Im Gegenteil: Powells Versprechen, die Zinsen aller Voraussicht nach bis 2022 nicht anzuheben, hätten die Märkte in optimistischen Zeiten als Freifahrtschein für noch höhere Kurse angesehen. Doch nun sieht es so aus, als ob die Ernüchterung an den Aktienmärkten nicht erst im Juli einsetzt, sondern jetzt schon begonnen hat.

Ende der Euphorie und stärkere Schwankungen

Ernüchterung muss nicht heißen, dass die Aktienmärkte jetzt sofort wieder in den Crash-Modus übergehen. Der heftige Abschlag ist zunächst nichts anderes als eine Reaktion auf die besonders steile Kletterpartie seit Mitte Mai. Sie hat dazu geführt, dass an den Aktienmärkten zwischenzeitlich eine regelrechte Euphorie eingekehrt ist.

An der Terminbörse in Chicago hatte das Put-Call-Verhältnis für Aktien, das Verhältnis der Verkaufsoptionen im Vergleich zu Kaufoptionen, einen extrem niedrigen Stand von 0,37 erreicht. Darin spiegelt sich zum einen die Erwartung vieler Anleger wider, dass der Markt schlichtweg weiter steigt; zum anderen ist die geringe Anzahl von Puts auch ein Zeichen für eine gesunkenes Absicherungsniveau. Auf solchen Märkten wächst die Gefahr für Rückschläge.

### Arbeitsauftrag A
Beantworten Sie anhand des Textabschnitts diese Fragen:
(i) Bis wann will Powell die Zinsen aller Voraussicht nach nicht anheben?
(ii) Seit wann dauert die besonders steile Kletterpartie an den Aktienmärkten?
(iii) Welchen Stand erreichte das Put-Call-Verhältnis für Aktien an der Terminbörse in Chicago?
### Arbeitsauftrag B
Nennen Sie alle verschiedenen Substantive im Textabschnitt, deren Singularform auf „-ung“ endet.
### Arbeitsauftrag C
Zitieren Sie aus dem Textabschnitt die Stelle von „Im Gegenteil: Powells“ bis einschließlich „Euphorie eingekehrt ist.“.
Stützen Sie sich ausschließlich auf den Textabschnitt.

### Datensätze
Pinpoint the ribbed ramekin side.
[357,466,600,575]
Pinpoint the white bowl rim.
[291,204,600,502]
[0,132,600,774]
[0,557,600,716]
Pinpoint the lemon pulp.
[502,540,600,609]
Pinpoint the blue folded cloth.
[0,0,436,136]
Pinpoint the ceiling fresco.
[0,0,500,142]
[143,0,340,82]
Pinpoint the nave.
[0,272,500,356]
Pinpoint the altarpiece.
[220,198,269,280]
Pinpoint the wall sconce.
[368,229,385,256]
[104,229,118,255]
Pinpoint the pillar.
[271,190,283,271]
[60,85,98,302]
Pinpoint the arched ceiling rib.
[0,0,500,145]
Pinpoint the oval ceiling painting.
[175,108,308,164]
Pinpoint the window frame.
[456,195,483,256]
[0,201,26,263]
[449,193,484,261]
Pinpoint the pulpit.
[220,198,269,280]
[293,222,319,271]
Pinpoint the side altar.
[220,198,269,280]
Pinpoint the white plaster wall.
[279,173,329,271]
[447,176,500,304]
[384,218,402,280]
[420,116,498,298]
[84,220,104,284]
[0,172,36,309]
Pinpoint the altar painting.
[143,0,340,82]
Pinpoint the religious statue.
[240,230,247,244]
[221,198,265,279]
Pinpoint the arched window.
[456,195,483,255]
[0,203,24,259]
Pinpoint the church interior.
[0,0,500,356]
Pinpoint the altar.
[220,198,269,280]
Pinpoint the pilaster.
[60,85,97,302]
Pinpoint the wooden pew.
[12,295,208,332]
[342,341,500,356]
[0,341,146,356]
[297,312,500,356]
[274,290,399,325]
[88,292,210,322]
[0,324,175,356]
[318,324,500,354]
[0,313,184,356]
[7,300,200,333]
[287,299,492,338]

### Schriftliche Antwort A
(i) Bis 2022.
(ii) Seit Mitte Mai.
(iii) 0,37.

### Schriftliche Antwort B
Ernüchterung, Schwankungen, Erwartung

### Schriftliche Antwort C
Im Gegenteil: Powells Versprechen, die Zinsen aller Voraussicht nach bis 2022 nicht anzuheben, hätten die Märkte in optimistischen Zeiten als Freifahrtschein für noch höhere Kurse angesehen. Doch nun sieht es so aus, als ob die Ernüchterung an den Aktienmärkten nicht erst im Juli einsetzt, sondern jetzt schon begonnen hat.

Ende der Euphorie und stärkere Schwankungen

Ernüchterung muss nicht heißen, dass die Aktienmärkte jetzt sofort wieder in den Crash-Modus übergehen. Der heftige Abschlag ist zunächst nichts anderes als eine Reaktion auf die besonders steile Kletterpartie seit Mitte Mai. Sie hat dazu geführt, dass an den Aktienmärkten zwischenzeitlich eine regelrechte Euphorie eingekehrt ist.